(PROVIDED PASSAGE)
# Lots of questions from a Young, single teacher!



## Rose honey (Aug 16, 2015)

Hi,

I've been reading lots of posts for a little while but only just registered! I hope it's okay for me to join this site - I've been reading this section of the forum, adoption section of mumsnet and he adoption UK forums but you lot seemed the friendliest   

Basically, the title says it all! 

I'm a single primary school teacher, currently 23. I've been interested in adoption for a while, I'm looking to get some idea of the process, advice etc in the hope of adopting in the future. I'm looking at buying a house in the next two years or so and getting a few years of teaching behind me before adopting. I'd probably be hoping to start the process at 26/27. 

Has anybody got experience of adopting at a similar age? 

Likewise, any single adopters got any thoughts or advice. Finally, teachers?! 

I'm not able to drive, is this an issue? Do Social Services like you to own a house or is renting suitable? 

As far as I know, I am able to have children - currently I'm looking at adopting as a single person. I may find the right person in the next few years but I still feel very strongly about adopting even if (and it's a big if!) Mr Right should come along.

I'm aware that adopted children often have additional needs and/or have experienced things that no child should experience. I've taught children who were in care and had children in my class collected late at night from school by a social worker etc. so I've seen parts of the process from the 'other side'. I'm not looking at this with rose tinted glasses! I know it's a long, difficult process. I'd be hoping to adopt a child under 5 probably but I know a baby is unlikely. 

Any thoughts, advice or stories welcomed. Sorry for the waffling on! This has been going round my head for so long and I just need to get some answers!

Thanks


----------



## Macgyver (Oct 27, 2008)

Welcome to the group rose honey   


Sorry can't answer all your questions but the one about home I might.


You can either have your own home and show that you are stable and can make the payments once the child is placed, This also goes for renting.  


Good luck in your journey   



Mac x


----------



## Rose honey (Aug 16, 2015)

Thank you, that's one question answered!

Any general thoughts or advice from anybody would be warmly welcomed 😊


----------



## Wyxie (Apr 10, 2013)

Hi Rose Honey,

Just to offer some thoughts on a couple of your questions.

My husband was 28 when we applied to adopt, and considered very young (I was 33).  His age was viewed as a big positive by the LA we applied to, but, and it is a big but, I think Social Services would probably view this differently if it was a single adopter and be concerned that a relationship could come along any moment and change the situation considerably, adding the very real possibility of a birth child being added to the family.  This is something that's going to raise a lot of questions during your assessment.

I would give some serious thought to learning to drive.  I passed my test not long after we adopted, but I don't have the use of a car during the day time and financially that's not really viable as I wasn't able to return to work after we had our children.  I walk everywhere with my kids and mostly I like that, as we have good local services and live in a small town, but there are times when this is really tough in particular if my daughter really kicks off.  I have been pretty much stuck on a number of occasions with a highly distressed and extremely defiant child behaving very dangerously.  Getting to and from appointments on public transport can also be a problem.  We're shortly going to be travelling to therapy somewhere that is over an hour drive away and basically inaccessible on public transport, with two young children, and the only option is for my husband to negotiate home working to allow me use of the car once a week.

(RECORD EXCERPTS)
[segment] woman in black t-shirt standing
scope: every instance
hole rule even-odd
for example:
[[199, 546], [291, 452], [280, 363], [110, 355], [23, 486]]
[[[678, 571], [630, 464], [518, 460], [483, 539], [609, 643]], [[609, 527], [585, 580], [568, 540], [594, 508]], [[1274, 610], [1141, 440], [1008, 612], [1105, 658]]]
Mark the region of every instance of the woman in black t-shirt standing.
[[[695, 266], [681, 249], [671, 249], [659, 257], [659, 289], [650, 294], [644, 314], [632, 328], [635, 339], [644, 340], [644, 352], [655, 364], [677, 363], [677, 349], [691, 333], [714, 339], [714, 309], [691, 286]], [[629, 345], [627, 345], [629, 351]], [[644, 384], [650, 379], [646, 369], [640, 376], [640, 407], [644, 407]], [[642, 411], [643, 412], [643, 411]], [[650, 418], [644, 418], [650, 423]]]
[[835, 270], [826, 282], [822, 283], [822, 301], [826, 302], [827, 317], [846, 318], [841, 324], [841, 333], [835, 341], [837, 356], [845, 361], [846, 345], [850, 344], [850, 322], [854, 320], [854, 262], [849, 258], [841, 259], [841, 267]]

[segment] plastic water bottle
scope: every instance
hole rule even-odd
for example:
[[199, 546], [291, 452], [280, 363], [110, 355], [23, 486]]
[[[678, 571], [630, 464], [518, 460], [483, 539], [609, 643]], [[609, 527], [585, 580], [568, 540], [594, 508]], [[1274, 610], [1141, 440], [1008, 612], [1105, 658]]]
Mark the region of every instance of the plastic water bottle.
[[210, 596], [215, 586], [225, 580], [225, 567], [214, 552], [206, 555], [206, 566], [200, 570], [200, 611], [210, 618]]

(EXPLORE THE MATERIAL)
(1) Reproduce the adoption forum thread verbatim, from "As far as I" up to and including "baby is unlikely.".
(2) Resume the forum thread on adopting as a young single teacher, picking up right after its final sentence.

(EXPECTED RESULTS)
(1)
As far as I know, I am able to have children - currently I'm looking at adopting as a single person. I may find the right person in the next few years but I still feel very strongly about adopting even if (and it's a big if!) Mr Right should come along.

I'm aware that adopted children often have additional needs and/or have experienced things that no child should experience. I've taught children who were in care and had children in my class collected late at night from school by a social worker etc. so I've seen parts of the process from the 'other side'. I'm not looking at this with rose tinted glasses! I know it's a long, difficult process. I'd be hoping to adopt a child under 5 probably but I know a baby is unlikely.

(2)
All the best,

Wyxie xx


----------



## Rose honey (Aug 16, 2015)

Thank you Wyxie, that's great advice.

I do think being a single adopter at 26/27ish could be a stumbling block, this I think is my greatest fear! But, if it wasn't that it would probably be something else - it's certainly not straightforward is it?!

I know that I would have to answer a lot of questions regarding future relationships and the possibility of having future birth children. As I said, as far as I know I am able to have birth children but I do have some minor medical conditions that could worsen in pregnancy.

Thank you for your honest answers 😊

It's funny dealing with Social Services in work, thinking 'can I take this child home with me please?' And thinking I could be dealing with them for a very different reason in the future!

Thanks again x


----------



## Rose honey (Aug 16, 2015)

Any teachers have any pearls of wisdom?

I currently teach Reception.


----------



## Bobi Kadee (Aug 18, 2014)

Hi Rose,
I'm a teacher (older children than reception though) and a single adopter, I was 33 when I first started the application process.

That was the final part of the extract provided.